TASK PROMPT. Look through the listing below and write out exactly the lines from the line with "Target: dirt on dog's nose" to the line with "Target: rodent's eye", both included, and no others.

LISTED RECORDS.
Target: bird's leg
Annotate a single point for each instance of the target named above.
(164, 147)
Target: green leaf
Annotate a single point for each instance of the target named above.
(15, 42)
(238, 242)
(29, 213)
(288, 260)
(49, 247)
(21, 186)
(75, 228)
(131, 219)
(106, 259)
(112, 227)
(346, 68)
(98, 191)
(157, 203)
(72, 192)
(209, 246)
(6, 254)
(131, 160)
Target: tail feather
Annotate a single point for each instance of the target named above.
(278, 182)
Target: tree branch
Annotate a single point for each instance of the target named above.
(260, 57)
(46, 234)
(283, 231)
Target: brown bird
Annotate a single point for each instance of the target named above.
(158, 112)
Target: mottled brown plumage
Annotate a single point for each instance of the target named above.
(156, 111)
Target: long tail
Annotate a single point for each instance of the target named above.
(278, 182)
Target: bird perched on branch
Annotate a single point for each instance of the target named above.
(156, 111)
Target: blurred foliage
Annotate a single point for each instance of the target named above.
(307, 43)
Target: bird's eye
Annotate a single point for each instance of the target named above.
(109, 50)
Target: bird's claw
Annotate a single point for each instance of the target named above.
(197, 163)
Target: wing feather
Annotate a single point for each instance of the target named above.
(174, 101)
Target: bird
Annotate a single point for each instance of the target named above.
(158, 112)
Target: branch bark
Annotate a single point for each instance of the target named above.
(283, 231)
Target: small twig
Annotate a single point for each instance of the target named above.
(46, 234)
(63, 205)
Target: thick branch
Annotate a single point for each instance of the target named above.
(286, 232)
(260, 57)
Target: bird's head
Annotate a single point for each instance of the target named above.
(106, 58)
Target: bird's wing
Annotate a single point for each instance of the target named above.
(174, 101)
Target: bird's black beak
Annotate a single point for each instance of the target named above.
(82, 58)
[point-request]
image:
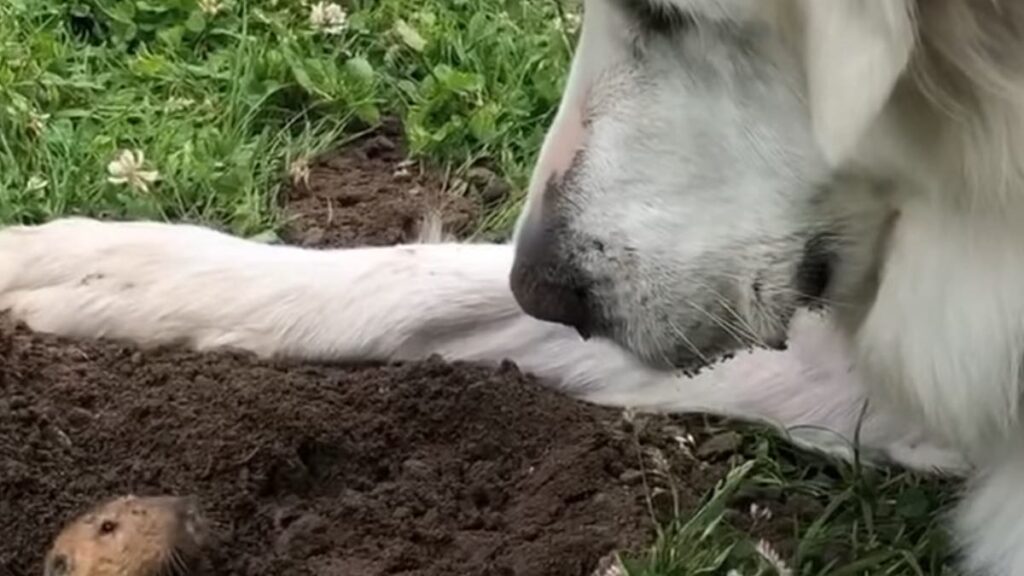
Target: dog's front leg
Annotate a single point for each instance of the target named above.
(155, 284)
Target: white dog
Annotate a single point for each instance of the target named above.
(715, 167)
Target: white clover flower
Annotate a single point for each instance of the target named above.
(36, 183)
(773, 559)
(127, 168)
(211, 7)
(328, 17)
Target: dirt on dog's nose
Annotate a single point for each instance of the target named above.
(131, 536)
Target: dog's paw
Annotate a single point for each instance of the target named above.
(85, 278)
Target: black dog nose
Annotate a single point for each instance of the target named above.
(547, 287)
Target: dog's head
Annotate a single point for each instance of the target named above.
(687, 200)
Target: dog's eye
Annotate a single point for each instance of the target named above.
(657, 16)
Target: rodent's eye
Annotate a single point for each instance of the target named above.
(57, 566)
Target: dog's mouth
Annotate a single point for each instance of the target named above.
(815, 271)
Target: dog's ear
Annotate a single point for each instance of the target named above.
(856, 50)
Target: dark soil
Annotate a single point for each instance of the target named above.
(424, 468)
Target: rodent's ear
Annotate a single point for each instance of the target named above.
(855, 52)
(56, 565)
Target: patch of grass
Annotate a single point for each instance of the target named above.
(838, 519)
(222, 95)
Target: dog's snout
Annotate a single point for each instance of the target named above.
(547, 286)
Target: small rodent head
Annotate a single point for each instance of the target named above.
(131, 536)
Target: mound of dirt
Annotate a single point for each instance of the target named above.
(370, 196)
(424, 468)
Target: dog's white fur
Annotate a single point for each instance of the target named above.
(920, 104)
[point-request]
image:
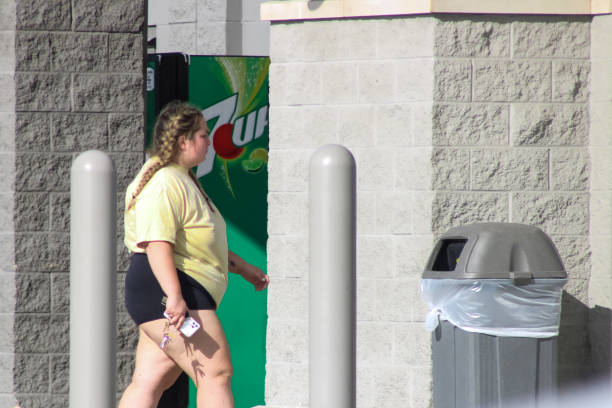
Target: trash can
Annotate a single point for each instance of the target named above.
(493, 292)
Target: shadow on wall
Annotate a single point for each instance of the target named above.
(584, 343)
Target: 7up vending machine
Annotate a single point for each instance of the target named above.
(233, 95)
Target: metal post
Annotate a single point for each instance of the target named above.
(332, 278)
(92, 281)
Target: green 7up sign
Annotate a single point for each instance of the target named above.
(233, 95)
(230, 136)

* * *

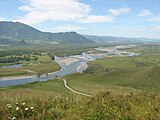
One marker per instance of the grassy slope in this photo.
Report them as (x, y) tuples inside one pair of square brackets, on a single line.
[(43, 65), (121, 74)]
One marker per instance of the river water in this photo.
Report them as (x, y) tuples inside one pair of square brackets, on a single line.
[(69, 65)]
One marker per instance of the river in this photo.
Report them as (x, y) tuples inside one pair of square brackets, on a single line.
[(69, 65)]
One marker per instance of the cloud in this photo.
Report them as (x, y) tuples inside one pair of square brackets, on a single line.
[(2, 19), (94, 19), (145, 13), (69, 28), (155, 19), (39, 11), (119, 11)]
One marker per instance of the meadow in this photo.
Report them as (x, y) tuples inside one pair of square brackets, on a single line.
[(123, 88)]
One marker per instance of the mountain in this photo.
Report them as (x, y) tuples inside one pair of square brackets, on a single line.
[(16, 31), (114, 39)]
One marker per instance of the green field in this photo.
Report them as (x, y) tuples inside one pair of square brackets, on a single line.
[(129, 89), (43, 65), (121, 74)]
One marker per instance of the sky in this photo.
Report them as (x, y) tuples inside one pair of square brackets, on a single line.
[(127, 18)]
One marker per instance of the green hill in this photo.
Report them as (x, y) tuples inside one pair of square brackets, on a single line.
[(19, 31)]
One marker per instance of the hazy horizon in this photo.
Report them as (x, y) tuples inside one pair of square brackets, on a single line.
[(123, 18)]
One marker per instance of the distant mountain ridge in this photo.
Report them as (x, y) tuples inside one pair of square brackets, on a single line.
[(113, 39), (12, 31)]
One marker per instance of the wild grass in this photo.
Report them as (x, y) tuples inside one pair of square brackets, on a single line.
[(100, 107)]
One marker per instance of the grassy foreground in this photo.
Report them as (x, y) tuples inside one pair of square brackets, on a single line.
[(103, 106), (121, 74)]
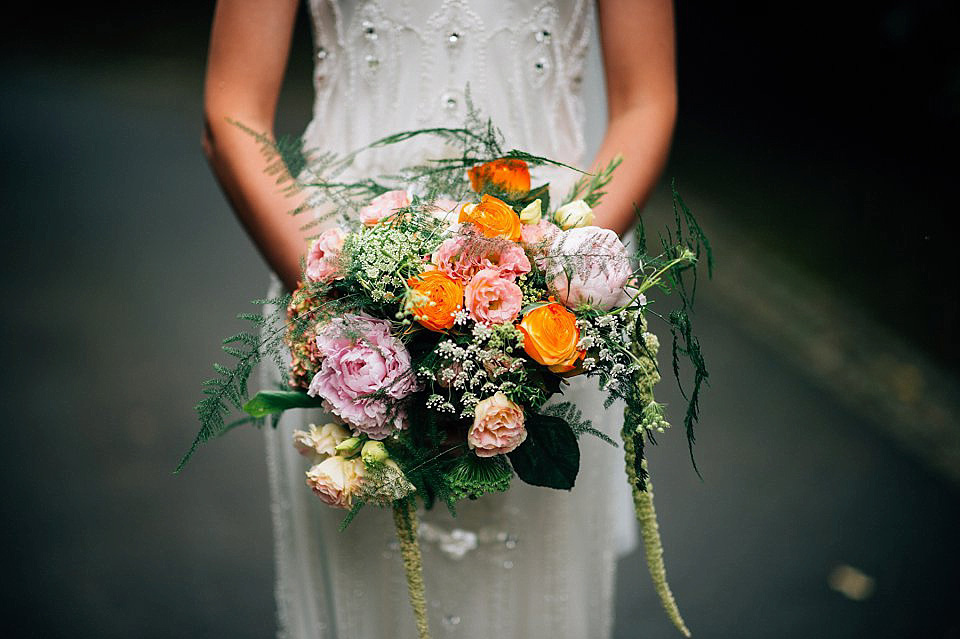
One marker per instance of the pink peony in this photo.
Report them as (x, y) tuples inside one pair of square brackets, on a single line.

TASK RESPONSE.
Target: dirt on dog's nose
Annotate a single point for each instance of the target named above.
(131, 536)
Target: dog's paw
Annotate a single point for each instance of the target named above.
(85, 278)
Target: black dog nose
Annotate a single point for each instance of the target named above.
(547, 287)
Target: dog's head
Annotate a single point for each instance of the target named above.
(687, 200)
Target: dog's eye
Annotate a single point for each instance of the target named above.
(657, 16)
Target: rodent's eye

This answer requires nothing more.